Supplied information:
[Start of Attachment]

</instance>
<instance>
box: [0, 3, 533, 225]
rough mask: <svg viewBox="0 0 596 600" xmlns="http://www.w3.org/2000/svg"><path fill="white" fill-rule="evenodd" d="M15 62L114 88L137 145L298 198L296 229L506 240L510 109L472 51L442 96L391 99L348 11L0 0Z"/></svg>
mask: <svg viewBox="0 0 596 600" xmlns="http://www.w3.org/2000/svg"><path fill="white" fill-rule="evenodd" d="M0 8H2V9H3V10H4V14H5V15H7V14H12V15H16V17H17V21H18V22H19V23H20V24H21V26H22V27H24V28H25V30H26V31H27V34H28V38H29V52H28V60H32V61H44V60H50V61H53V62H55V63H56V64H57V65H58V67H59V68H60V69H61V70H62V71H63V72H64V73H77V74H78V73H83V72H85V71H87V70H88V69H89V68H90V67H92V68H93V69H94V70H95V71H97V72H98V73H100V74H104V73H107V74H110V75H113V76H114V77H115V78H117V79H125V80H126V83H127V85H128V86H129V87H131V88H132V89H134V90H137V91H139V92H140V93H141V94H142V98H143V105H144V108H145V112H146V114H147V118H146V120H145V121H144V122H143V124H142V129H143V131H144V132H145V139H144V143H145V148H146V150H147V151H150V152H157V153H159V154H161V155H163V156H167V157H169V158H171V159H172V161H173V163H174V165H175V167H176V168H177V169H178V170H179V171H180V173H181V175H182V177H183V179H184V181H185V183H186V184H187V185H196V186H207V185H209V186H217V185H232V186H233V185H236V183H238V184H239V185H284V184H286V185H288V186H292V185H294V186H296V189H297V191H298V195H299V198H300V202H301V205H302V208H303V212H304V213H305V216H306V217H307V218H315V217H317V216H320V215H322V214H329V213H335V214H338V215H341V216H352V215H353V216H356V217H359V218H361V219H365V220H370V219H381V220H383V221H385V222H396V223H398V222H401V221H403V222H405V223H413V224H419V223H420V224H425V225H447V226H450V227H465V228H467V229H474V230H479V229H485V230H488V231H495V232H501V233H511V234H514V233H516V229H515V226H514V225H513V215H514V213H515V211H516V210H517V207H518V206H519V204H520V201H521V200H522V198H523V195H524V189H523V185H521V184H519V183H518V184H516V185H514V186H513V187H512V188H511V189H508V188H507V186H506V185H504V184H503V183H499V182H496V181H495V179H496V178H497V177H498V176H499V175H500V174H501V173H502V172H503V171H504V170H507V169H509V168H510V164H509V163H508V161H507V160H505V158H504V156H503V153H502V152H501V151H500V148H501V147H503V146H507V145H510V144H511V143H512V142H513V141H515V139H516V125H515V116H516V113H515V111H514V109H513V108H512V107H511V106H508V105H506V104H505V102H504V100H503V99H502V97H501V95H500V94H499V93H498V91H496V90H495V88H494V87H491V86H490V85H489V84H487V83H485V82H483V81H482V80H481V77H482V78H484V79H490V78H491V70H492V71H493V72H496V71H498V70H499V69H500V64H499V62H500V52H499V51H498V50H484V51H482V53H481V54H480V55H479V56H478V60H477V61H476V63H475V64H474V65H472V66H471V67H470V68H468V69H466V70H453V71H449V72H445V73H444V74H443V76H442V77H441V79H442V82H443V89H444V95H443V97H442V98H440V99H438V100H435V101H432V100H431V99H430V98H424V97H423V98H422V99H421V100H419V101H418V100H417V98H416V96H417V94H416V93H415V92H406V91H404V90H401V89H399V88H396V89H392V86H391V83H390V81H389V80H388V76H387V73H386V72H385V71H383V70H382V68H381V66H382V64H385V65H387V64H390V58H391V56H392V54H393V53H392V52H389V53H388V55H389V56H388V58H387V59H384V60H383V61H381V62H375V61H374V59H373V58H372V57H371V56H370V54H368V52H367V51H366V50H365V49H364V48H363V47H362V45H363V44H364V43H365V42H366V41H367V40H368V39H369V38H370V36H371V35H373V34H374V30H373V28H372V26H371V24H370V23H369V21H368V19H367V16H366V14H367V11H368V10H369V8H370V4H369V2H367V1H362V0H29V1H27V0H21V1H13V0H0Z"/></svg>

[End of Attachment]

Task requirements:
Return each entry from above without altering a single character.

Final answer:
</instance>
<instance>
box: [0, 3, 533, 225]
rough mask: <svg viewBox="0 0 596 600" xmlns="http://www.w3.org/2000/svg"><path fill="white" fill-rule="evenodd" d="M15 62L114 88L137 145L298 198L296 229L506 240L510 109L472 51L442 96L391 99L348 11L0 0Z"/></svg>
mask: <svg viewBox="0 0 596 600" xmlns="http://www.w3.org/2000/svg"><path fill="white" fill-rule="evenodd" d="M0 8H2V9H3V10H4V14H5V15H7V14H12V15H16V17H17V21H18V22H19V23H20V24H21V26H22V27H24V28H25V30H26V31H27V34H28V38H29V52H28V60H32V61H44V60H50V61H53V62H55V63H56V64H57V65H58V67H59V68H60V69H61V70H62V71H63V72H64V73H77V74H78V73H83V72H85V71H87V70H88V69H89V68H90V67H92V68H93V69H94V70H95V71H97V72H98V73H100V74H104V73H107V74H110V75H113V76H114V77H115V78H117V79H125V80H126V83H127V85H128V86H129V87H131V88H132V89H134V90H137V91H139V92H140V93H141V94H142V98H143V105H144V108H145V112H146V114H147V118H146V120H145V121H144V122H143V124H142V129H143V131H144V132H145V139H144V143H145V148H146V150H147V151H150V152H157V153H159V154H161V155H163V156H167V157H169V158H171V159H172V161H173V163H174V165H175V167H176V168H177V169H178V170H179V171H180V173H181V175H182V177H183V179H184V181H185V183H186V184H187V185H196V186H207V185H209V186H217V185H232V186H233V185H236V183H238V184H239V185H284V184H286V185H288V186H292V185H294V186H296V189H297V191H298V195H299V198H300V202H301V205H302V208H303V212H304V213H305V216H306V217H307V218H315V217H317V216H320V215H322V214H329V213H335V214H338V215H341V216H352V215H353V216H356V217H359V218H361V219H365V220H370V219H381V220H383V221H385V222H396V223H398V222H401V221H403V222H405V223H413V224H419V223H420V224H425V225H447V226H450V227H465V228H467V229H474V230H479V229H485V230H488V231H495V232H501V233H511V234H514V233H516V229H515V226H514V225H513V215H514V213H515V211H516V210H517V207H518V206H519V204H520V201H521V200H522V198H523V195H524V189H523V185H521V184H519V183H518V184H516V185H514V186H513V187H512V188H511V189H508V188H507V186H506V185H504V184H503V183H499V182H496V181H495V179H496V178H497V177H498V176H499V175H500V174H501V173H502V172H503V171H504V170H507V169H509V168H510V164H509V163H508V161H507V160H505V158H504V156H503V153H502V152H501V151H500V148H501V147H503V146H507V145H510V144H511V143H512V142H513V141H515V139H516V125H515V116H516V113H515V111H514V109H513V108H512V107H511V106H508V105H506V104H505V102H504V100H503V99H502V97H501V95H500V94H499V93H498V91H496V90H495V88H494V87H491V86H490V85H489V84H487V83H485V82H483V81H482V80H481V77H482V78H484V79H490V78H491V70H492V71H493V72H496V71H498V70H499V69H500V64H499V62H500V52H499V51H498V50H484V51H482V53H481V54H480V55H479V56H478V60H477V61H476V63H475V64H474V65H472V66H471V67H470V68H468V69H466V70H453V71H449V72H445V73H444V74H443V76H442V77H441V79H442V82H443V89H444V95H443V97H442V98H440V99H438V100H435V101H432V100H431V99H430V98H424V97H423V98H422V99H421V100H419V101H418V100H417V98H416V96H417V94H416V93H415V92H406V91H404V90H401V89H399V88H396V89H392V86H391V83H390V81H389V80H388V76H387V73H386V72H385V71H383V70H382V68H381V66H382V64H385V65H387V64H390V58H391V56H392V54H393V53H392V52H389V53H388V55H389V56H388V58H387V59H384V60H383V61H381V62H375V61H374V59H373V58H372V57H371V56H370V54H368V52H367V51H366V50H365V49H364V48H363V47H362V45H363V44H364V43H365V42H366V41H367V40H368V39H369V38H370V36H371V35H373V34H374V30H373V28H372V26H371V24H370V23H369V21H368V19H367V16H366V14H367V11H368V10H369V8H370V4H369V2H367V1H362V0H29V1H27V0H21V1H13V0H0Z"/></svg>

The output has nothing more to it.